Task: Below are the records. Retype exactly the lines between the lines holding "column 618, row 384" and "Query: white ribbon", inclusive.

Given records:

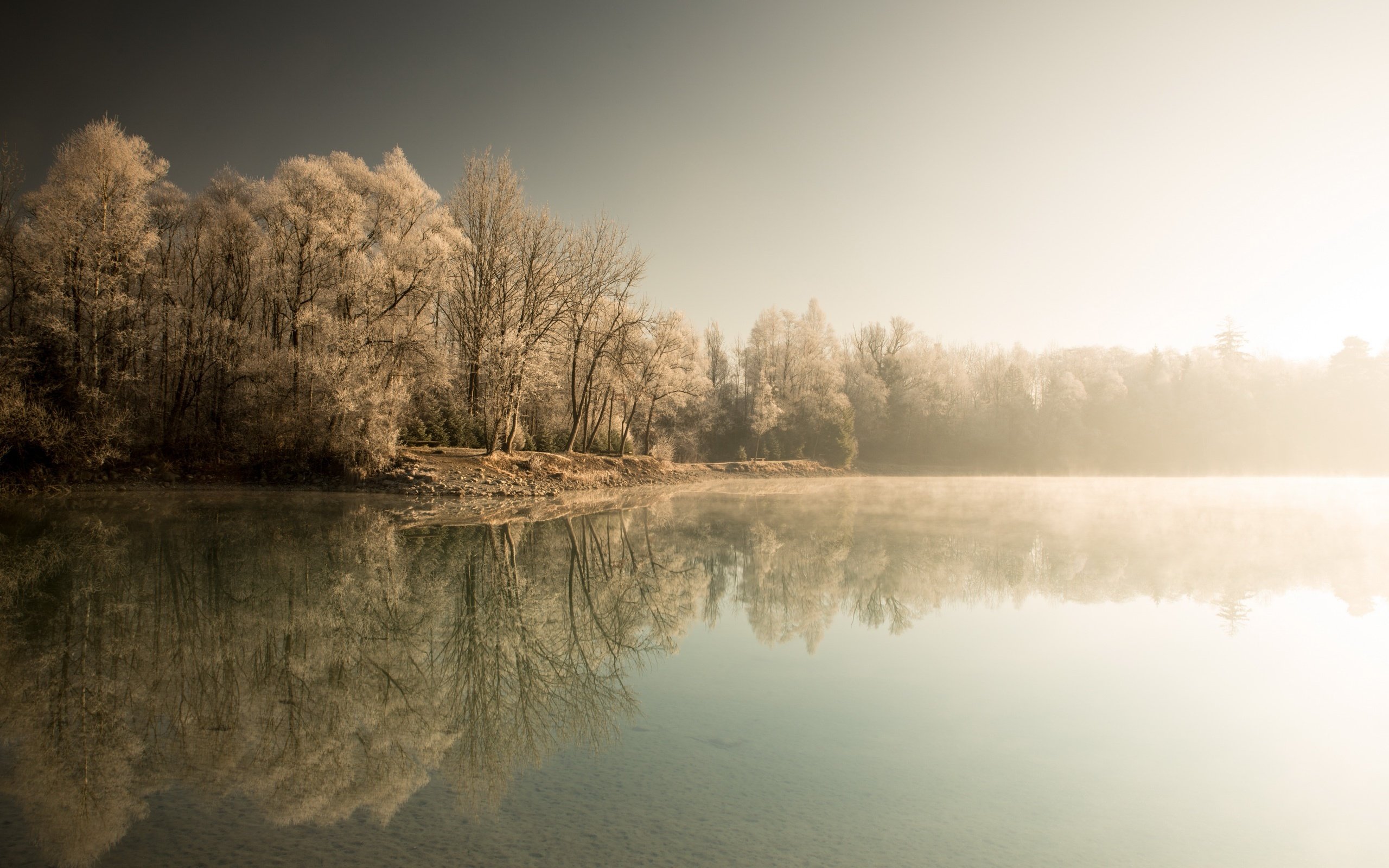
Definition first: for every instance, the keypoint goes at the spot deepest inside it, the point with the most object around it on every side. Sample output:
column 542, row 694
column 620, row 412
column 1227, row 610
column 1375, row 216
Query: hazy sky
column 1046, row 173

==

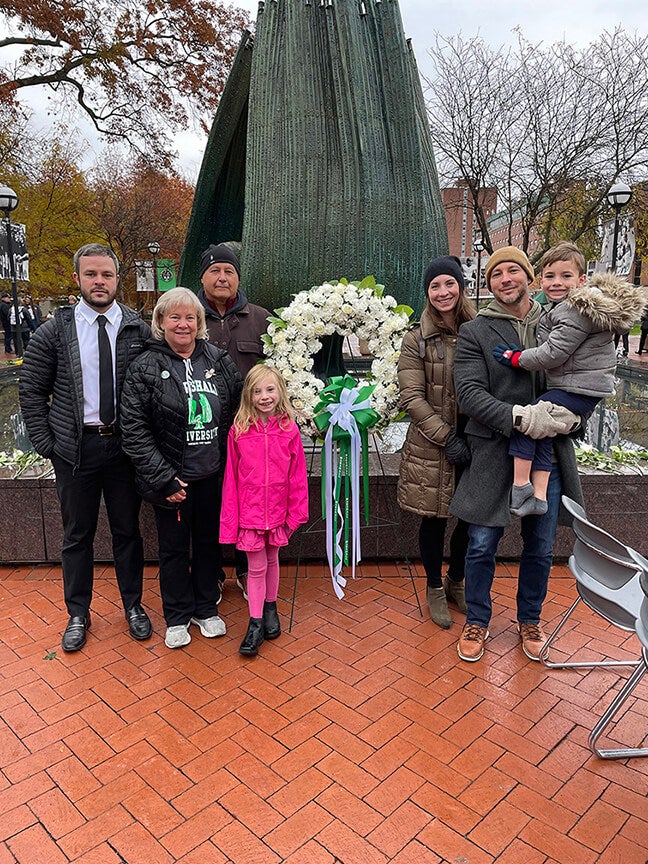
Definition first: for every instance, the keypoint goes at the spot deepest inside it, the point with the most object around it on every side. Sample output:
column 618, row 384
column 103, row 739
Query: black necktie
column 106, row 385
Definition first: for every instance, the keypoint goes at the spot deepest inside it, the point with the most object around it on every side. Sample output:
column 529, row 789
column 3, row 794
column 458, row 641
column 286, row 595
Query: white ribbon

---

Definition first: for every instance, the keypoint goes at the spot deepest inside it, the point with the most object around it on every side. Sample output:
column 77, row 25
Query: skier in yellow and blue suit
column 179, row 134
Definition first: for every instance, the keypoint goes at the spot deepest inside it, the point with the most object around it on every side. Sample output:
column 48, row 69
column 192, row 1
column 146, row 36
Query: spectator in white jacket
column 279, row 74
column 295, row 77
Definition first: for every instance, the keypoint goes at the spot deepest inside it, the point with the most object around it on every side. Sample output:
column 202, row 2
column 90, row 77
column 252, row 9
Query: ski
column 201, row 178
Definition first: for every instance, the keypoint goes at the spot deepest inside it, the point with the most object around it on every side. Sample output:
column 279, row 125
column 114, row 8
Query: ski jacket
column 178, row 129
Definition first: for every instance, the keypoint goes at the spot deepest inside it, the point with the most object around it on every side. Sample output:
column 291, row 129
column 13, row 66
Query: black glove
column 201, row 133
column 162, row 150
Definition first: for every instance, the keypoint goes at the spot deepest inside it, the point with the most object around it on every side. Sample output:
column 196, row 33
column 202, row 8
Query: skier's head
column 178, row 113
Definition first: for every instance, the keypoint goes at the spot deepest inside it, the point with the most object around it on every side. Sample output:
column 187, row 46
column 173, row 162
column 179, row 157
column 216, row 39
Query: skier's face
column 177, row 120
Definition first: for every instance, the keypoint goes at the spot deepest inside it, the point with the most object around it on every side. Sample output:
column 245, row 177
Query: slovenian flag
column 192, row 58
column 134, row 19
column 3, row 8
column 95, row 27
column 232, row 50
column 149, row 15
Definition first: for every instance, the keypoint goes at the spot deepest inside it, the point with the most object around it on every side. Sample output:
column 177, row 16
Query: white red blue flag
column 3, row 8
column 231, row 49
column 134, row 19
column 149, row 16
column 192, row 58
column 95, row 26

Exercise result:
column 618, row 384
column 103, row 739
Query: black necktie
column 106, row 385
Definition first: for every instance, the keypoint goes at the spot deepest inside it, the point with the most object around it on every side. Sample output:
column 529, row 789
column 3, row 794
column 458, row 641
column 286, row 595
Query: white ribbon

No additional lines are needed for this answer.